● **Work to complete**: Render the lines below as a numbered list, leaving out blank lines, using only the part that opens with the line containing "For each instance of the loose" and runs through the last line.

%%

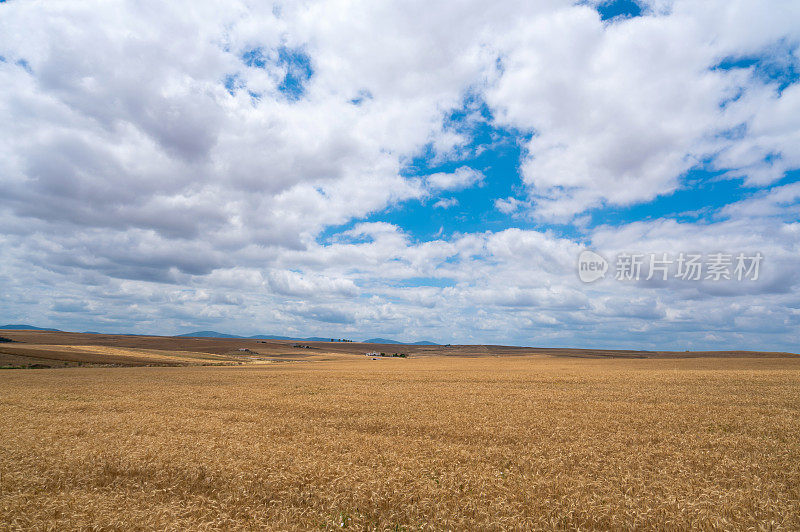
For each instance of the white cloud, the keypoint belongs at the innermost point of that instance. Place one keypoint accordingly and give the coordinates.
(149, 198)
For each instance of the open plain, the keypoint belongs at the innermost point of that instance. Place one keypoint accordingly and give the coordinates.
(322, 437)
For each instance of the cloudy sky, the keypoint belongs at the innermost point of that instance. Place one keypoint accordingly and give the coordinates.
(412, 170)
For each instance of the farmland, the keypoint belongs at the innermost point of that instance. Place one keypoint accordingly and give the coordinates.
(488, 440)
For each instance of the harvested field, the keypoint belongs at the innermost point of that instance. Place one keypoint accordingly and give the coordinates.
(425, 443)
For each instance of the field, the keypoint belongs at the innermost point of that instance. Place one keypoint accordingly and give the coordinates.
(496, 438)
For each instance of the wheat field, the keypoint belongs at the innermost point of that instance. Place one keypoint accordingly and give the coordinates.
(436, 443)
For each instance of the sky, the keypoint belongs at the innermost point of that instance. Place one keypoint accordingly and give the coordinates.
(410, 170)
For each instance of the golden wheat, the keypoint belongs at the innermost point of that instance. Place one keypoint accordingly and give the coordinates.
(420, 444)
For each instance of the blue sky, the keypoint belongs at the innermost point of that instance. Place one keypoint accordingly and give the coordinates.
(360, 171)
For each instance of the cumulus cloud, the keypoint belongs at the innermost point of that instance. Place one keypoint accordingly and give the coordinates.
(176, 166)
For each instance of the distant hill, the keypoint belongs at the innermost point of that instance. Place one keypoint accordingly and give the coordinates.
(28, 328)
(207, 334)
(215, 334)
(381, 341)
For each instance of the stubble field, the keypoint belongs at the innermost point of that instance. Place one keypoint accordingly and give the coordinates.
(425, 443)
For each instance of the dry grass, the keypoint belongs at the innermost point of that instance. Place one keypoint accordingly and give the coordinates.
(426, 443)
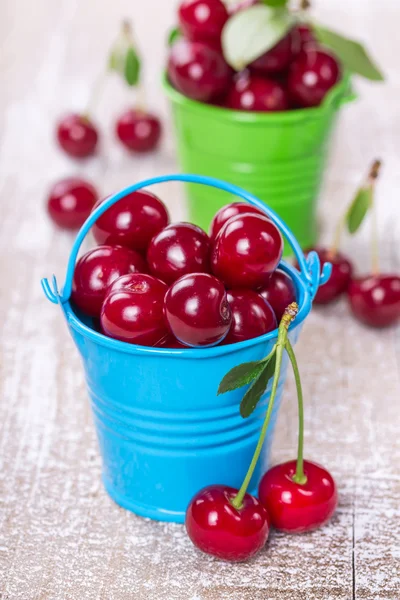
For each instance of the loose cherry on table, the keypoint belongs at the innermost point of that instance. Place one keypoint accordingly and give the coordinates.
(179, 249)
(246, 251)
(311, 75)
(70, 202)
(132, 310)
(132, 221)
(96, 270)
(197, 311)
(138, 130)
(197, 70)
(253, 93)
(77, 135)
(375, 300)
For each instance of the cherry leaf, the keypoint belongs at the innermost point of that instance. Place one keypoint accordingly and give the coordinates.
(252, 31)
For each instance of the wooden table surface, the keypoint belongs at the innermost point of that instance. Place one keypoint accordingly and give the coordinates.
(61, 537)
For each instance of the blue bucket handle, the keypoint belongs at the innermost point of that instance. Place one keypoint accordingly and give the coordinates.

%%

● **The response**:
1. For each instance of the loose cherry on table, the keypoint belongs at the innermost point of that instance. Place one keypoint accordingly and give the coordinates.
2. (179, 249)
3. (246, 251)
4. (311, 75)
5. (70, 202)
6. (132, 310)
7. (132, 221)
8. (96, 270)
9. (197, 311)
10. (138, 130)
11. (197, 70)
12. (253, 93)
13. (77, 135)
14. (375, 300)
15. For each instance of the cherry leaf, the keypoint belongs at the innermost point of that instance. Place one keypoint accordingly and give the coordinates.
16. (252, 31)
17. For each instance of the wooden table surface, the keypoint belongs at the innermost point of that instance. Place one keypoint accordingly and give the coordinates.
18. (61, 537)
19. For each instance of the blue bucket handle, the keypoint belongs at the innermost point of that instance. Place one keypoint accordingly and give the coordinates.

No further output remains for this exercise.